» **GIVEN ENTRIES**:
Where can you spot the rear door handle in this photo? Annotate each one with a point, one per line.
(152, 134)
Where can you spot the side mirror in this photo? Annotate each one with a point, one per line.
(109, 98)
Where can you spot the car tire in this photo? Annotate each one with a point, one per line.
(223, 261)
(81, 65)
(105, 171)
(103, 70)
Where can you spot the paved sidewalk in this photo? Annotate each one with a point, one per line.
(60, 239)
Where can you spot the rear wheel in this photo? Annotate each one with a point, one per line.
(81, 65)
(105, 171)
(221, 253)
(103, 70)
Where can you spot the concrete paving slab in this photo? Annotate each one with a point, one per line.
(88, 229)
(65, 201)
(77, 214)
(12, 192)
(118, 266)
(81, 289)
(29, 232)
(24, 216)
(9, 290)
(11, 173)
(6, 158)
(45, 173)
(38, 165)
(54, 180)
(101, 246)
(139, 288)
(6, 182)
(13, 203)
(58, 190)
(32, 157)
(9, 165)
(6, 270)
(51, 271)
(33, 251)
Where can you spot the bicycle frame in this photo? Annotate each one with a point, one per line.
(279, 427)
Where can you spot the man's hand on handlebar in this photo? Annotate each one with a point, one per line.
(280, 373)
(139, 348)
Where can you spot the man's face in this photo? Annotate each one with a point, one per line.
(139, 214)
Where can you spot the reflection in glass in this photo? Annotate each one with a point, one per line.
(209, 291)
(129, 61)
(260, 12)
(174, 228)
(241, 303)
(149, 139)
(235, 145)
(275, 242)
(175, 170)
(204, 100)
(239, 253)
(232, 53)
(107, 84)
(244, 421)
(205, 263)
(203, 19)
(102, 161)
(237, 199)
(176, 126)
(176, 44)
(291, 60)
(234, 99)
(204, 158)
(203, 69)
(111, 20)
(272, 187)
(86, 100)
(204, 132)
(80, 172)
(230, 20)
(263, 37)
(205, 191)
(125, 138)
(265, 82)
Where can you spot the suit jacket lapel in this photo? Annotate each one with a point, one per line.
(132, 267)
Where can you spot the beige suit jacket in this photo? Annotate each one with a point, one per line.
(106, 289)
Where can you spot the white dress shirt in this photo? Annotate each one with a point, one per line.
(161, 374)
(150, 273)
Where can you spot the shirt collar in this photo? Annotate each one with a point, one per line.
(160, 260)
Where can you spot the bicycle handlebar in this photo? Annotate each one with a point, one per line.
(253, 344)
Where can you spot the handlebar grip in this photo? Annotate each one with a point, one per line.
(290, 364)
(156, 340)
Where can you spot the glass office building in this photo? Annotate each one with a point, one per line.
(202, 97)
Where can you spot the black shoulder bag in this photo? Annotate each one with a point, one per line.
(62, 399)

» **EXERCISE**:
Write out every record above word for word, each on its own line.

» **REPLY**:
Where can you spot the rear door handle in this photo? Annotate each one with a point, one per line.
(152, 134)
Where can you spot the side mirror in this photo? Annotate each one with a point, one per line.
(109, 98)
Where can you spot the car tire in this photo? Annotate each one with a point, one per line.
(223, 261)
(81, 65)
(105, 171)
(103, 70)
Where can you spot the paved sidewalk in this photo? Annotate each one with a point, one per line.
(60, 239)
Where can you spot the rear wheel in this photo? Annotate each one with a point, one per line.
(81, 65)
(105, 171)
(221, 253)
(103, 70)
Where can you spot the concrete paving slab in this photo? Annotate each one with a point, one per line.
(88, 229)
(65, 201)
(77, 214)
(12, 192)
(118, 266)
(81, 289)
(29, 232)
(24, 216)
(9, 290)
(11, 173)
(6, 158)
(45, 173)
(38, 165)
(54, 180)
(101, 246)
(139, 288)
(6, 182)
(13, 203)
(58, 190)
(32, 157)
(9, 165)
(6, 270)
(51, 271)
(33, 251)
Where can you spot the bicycle frame in this photo? Annotate each one with a point, one per line.
(279, 427)
Where can you spot the man's hand on handlebar in this photo? Annotate each one with a point, one per line.
(280, 373)
(139, 348)
Where can you spot the man's face in this photo? Annotate each one with a point, one per line.
(139, 214)
Where can you spot the reflection in glass in this photo? Annotate each one with a point, one per line.
(209, 291)
(129, 61)
(260, 12)
(174, 228)
(241, 303)
(149, 139)
(235, 145)
(275, 242)
(175, 170)
(204, 100)
(239, 253)
(232, 53)
(107, 84)
(244, 421)
(205, 263)
(203, 19)
(102, 161)
(237, 199)
(176, 126)
(176, 44)
(291, 60)
(234, 99)
(204, 158)
(203, 69)
(111, 20)
(272, 187)
(86, 100)
(204, 132)
(80, 172)
(230, 20)
(263, 37)
(205, 191)
(125, 138)
(265, 82)
Where can you spot the suit jacket lapel in this photo? Annotate each one with a point, one per line.
(132, 267)
Where can you spot the beige suit jacket in this photo? Annotate each one with a point, one per line.
(106, 289)
Where can you spot the white dress shirt in this photo? Annotate each one with a point, one per line.
(161, 374)
(150, 273)
Where can you spot the shirt collar in this photo? Annotate each one with a point, one per line.
(160, 260)
Where can you spot the bicycle handlebar in this photo? Annotate each one with a point, one per line.
(253, 344)
Where can you spot the handlebar grip in this photo? Annotate each one with a point, one per line.
(290, 364)
(156, 340)
Where can you spot the glass office building in this photo? Annotate each one with a point, one per line.
(202, 97)
Where can you spot the black shoulder bag in this photo? Annotate each one with a point, one per line.
(62, 399)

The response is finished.